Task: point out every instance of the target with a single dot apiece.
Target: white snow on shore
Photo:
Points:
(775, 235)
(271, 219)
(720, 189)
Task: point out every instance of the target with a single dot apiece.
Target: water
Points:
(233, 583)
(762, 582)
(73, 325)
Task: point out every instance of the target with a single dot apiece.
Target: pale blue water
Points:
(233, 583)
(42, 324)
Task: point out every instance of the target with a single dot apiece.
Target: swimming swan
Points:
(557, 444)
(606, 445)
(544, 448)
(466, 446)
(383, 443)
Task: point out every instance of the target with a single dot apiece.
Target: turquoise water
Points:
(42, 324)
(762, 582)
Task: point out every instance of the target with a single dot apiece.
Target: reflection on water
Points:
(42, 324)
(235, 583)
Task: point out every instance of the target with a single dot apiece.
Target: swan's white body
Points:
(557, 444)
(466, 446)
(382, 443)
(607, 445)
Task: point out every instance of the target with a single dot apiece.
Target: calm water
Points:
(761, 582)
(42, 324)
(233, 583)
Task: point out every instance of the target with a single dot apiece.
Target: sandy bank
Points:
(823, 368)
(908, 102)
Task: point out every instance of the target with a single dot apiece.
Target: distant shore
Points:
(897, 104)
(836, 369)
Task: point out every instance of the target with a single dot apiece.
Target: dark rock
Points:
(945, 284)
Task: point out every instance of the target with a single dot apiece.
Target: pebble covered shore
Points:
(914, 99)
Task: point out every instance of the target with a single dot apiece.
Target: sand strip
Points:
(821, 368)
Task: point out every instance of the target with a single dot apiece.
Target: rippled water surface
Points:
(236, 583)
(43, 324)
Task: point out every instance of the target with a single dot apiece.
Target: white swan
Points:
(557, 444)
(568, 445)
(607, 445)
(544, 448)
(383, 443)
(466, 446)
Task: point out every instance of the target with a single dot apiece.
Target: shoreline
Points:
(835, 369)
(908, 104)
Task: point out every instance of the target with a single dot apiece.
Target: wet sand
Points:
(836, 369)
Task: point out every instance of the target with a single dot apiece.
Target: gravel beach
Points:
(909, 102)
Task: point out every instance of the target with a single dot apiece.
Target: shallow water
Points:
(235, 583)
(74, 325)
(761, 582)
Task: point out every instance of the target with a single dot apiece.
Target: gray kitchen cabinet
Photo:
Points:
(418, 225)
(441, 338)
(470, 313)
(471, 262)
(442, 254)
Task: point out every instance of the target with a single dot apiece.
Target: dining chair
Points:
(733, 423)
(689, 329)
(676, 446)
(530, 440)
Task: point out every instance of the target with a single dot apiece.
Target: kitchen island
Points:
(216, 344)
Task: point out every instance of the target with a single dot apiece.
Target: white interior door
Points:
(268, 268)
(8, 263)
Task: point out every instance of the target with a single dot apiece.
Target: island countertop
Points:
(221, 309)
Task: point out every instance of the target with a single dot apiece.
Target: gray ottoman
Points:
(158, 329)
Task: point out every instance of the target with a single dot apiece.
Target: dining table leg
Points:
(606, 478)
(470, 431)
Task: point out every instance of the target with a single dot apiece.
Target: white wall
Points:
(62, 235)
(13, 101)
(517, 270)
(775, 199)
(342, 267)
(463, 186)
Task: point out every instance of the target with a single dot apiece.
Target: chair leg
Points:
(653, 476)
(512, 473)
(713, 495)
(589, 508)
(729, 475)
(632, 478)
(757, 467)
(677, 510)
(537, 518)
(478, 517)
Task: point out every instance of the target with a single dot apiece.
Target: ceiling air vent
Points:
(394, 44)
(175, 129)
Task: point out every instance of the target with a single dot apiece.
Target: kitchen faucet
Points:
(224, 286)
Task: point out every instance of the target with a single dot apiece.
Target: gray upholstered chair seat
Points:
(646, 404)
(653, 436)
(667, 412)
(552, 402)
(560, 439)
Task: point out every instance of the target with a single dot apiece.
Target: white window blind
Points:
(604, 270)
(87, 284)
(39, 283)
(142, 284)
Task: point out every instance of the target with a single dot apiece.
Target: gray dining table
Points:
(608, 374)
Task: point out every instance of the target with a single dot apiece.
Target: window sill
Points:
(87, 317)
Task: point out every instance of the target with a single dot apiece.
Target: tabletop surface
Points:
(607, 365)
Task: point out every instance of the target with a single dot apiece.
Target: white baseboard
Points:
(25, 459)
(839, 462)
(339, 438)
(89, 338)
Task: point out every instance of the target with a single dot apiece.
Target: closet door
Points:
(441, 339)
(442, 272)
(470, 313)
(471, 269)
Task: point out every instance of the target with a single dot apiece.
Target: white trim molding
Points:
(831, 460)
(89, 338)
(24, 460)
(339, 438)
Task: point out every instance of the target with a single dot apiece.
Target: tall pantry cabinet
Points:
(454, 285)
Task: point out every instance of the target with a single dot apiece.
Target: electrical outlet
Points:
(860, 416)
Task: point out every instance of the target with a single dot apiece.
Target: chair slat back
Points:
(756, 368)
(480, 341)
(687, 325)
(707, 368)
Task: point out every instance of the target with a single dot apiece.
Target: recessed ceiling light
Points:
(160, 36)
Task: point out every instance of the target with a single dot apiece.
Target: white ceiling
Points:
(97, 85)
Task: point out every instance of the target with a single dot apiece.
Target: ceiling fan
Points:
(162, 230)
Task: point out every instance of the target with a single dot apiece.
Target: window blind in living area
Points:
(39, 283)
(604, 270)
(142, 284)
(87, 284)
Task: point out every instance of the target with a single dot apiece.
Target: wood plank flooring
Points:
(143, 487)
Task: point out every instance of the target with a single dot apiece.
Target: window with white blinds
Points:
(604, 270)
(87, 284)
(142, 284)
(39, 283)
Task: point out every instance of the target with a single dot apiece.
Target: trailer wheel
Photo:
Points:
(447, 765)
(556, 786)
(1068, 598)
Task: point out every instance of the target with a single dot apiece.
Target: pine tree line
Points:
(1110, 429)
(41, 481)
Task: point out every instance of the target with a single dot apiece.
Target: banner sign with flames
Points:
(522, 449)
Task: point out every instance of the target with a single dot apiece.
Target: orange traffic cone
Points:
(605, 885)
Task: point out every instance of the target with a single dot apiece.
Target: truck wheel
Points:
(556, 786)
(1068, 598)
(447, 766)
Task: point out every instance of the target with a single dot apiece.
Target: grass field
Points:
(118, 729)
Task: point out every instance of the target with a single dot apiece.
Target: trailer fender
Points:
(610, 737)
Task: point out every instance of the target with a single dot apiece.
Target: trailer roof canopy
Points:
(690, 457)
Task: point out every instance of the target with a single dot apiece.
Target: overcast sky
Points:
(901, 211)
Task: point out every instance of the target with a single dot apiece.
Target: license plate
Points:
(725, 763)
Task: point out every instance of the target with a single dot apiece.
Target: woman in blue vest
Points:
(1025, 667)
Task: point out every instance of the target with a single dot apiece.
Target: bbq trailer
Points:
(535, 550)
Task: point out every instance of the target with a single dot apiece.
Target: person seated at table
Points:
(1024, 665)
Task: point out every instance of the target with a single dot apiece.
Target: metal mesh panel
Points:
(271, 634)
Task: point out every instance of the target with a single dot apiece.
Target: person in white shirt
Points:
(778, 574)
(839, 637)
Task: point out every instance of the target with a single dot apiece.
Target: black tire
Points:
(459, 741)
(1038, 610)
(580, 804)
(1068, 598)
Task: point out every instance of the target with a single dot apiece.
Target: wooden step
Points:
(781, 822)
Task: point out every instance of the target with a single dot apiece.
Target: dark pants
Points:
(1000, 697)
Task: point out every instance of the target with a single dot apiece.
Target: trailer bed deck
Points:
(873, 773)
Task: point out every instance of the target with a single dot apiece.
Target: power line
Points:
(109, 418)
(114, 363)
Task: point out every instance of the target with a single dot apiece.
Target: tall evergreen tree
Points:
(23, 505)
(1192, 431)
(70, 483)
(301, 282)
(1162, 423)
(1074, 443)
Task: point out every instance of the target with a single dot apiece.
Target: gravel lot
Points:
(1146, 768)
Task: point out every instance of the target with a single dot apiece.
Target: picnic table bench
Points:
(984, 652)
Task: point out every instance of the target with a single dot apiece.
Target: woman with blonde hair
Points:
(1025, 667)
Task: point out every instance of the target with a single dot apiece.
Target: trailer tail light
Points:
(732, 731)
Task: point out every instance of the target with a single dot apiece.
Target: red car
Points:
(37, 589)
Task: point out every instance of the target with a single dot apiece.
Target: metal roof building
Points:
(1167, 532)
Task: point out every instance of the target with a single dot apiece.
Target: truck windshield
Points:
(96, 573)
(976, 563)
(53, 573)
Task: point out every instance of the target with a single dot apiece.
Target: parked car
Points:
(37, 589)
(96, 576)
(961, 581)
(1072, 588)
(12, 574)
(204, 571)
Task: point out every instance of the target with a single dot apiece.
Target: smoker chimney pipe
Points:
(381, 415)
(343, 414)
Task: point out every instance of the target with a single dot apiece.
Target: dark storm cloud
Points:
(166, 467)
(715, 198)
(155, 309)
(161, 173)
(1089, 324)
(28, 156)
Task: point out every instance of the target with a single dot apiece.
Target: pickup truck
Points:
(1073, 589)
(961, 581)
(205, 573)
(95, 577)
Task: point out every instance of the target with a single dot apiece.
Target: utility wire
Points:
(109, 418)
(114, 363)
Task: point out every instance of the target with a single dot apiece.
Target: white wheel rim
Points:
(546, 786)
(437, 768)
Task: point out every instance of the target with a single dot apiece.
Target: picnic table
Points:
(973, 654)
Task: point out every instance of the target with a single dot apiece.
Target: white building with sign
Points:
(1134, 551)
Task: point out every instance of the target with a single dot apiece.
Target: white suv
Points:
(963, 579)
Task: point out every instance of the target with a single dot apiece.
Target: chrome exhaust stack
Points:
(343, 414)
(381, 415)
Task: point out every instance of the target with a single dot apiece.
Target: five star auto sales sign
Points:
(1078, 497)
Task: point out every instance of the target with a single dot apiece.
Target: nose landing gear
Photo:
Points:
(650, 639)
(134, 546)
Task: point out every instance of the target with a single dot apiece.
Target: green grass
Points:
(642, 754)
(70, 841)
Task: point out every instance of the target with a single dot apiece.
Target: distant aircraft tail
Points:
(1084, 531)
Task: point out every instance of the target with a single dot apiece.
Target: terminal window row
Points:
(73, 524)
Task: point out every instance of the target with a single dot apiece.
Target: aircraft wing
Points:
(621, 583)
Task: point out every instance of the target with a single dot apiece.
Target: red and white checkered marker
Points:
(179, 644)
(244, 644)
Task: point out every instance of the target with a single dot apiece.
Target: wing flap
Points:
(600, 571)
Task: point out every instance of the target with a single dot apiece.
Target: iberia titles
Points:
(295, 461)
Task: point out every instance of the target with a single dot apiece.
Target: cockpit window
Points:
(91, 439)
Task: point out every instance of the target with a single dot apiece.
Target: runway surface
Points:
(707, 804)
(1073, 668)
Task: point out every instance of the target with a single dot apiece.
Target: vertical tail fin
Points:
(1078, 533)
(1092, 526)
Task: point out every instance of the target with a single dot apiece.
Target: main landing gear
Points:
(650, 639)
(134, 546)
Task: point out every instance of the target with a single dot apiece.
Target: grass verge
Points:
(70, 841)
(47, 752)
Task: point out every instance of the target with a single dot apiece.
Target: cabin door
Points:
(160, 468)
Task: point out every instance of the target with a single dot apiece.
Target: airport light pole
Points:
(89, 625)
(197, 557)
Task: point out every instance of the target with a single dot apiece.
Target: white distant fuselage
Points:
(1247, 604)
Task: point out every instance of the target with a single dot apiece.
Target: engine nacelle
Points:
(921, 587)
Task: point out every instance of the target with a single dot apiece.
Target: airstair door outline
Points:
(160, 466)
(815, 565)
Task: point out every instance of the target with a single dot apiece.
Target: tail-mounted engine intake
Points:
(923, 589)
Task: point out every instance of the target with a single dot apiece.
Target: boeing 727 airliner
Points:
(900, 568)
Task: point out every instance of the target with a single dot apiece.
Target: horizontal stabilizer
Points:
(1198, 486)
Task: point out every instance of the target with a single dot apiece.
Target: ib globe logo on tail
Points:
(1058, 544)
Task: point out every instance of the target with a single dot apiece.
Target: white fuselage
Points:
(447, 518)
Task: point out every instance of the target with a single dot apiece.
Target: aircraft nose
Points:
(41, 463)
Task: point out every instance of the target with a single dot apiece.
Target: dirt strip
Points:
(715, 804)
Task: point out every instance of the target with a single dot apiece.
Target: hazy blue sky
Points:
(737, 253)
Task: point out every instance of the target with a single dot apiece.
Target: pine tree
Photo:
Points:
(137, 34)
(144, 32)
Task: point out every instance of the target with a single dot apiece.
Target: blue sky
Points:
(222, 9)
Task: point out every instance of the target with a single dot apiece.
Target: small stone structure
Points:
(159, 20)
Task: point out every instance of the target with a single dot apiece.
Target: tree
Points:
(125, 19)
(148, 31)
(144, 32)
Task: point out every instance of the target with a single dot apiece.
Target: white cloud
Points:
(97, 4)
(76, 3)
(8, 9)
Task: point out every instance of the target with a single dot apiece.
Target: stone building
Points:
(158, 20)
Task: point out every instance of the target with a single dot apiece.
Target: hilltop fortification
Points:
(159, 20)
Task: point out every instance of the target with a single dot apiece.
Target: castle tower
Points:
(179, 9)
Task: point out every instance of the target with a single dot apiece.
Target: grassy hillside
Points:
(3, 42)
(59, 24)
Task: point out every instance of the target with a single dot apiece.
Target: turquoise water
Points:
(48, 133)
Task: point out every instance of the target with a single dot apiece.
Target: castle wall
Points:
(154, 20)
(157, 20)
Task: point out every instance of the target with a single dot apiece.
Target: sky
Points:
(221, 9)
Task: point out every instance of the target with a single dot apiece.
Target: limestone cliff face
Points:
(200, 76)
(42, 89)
::::
*Exercise:*
Identify every line in the data that contains the word "building", and copy each of those lines.

*Answer to the exercise:*
Target: metal roof building
Target: white building with sign
Target: stone building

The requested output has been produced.